■ What this task involves
Pull out every line of the material that contains the string "yellow", matching case exactly.

** START Records for this exercise **

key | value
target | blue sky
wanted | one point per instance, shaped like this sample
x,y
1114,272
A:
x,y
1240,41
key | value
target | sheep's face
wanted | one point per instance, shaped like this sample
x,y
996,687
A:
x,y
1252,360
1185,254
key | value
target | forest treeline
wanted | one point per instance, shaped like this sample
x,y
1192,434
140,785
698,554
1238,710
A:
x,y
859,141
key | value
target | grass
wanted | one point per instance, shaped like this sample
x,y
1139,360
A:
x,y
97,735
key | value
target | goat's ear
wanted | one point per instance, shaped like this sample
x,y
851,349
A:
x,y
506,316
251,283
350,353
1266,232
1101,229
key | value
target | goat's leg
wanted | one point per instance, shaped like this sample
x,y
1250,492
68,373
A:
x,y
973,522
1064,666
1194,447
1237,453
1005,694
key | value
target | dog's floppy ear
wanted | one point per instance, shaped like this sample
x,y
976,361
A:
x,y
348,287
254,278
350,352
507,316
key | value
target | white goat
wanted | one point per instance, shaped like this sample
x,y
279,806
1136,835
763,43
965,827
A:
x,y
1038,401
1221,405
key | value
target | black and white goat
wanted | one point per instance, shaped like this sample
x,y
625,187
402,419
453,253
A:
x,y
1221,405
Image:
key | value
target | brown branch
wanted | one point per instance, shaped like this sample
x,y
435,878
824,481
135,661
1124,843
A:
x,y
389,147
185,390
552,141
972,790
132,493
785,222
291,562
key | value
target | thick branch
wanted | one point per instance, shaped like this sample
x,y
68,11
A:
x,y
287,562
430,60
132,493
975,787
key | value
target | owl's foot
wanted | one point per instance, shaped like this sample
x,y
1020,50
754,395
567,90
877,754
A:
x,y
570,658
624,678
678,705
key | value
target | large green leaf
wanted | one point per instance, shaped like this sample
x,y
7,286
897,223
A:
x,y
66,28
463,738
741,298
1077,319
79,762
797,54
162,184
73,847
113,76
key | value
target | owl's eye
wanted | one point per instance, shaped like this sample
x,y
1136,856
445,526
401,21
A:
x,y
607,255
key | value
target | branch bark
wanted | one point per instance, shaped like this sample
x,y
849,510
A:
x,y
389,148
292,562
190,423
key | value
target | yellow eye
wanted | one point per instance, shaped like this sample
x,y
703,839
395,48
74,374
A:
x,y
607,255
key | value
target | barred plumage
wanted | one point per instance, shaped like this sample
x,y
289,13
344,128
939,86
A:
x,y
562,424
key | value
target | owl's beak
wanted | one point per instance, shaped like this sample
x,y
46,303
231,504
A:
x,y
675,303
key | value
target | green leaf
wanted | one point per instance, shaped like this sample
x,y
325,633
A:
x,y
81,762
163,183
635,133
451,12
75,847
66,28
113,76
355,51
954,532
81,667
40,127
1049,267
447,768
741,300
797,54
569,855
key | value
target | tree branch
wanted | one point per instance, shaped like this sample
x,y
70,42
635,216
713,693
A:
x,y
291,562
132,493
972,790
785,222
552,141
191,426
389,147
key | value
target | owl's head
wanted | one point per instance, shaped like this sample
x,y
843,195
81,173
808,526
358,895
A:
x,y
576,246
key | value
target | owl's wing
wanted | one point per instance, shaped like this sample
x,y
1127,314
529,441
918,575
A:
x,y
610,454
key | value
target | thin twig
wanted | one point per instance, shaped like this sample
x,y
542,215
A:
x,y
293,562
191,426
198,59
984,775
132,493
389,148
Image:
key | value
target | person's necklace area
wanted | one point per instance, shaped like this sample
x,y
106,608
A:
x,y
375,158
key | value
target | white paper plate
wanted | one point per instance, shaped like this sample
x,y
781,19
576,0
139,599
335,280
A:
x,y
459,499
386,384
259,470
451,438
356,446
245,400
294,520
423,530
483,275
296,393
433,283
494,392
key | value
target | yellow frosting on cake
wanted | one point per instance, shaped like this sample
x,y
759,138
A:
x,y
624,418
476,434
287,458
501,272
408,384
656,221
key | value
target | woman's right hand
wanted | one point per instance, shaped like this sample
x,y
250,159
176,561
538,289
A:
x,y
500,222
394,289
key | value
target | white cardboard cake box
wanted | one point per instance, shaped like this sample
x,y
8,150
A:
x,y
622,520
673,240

** END Records for this exercise **

■ Answer for the task
target | yellow eye
target | yellow frosting on cake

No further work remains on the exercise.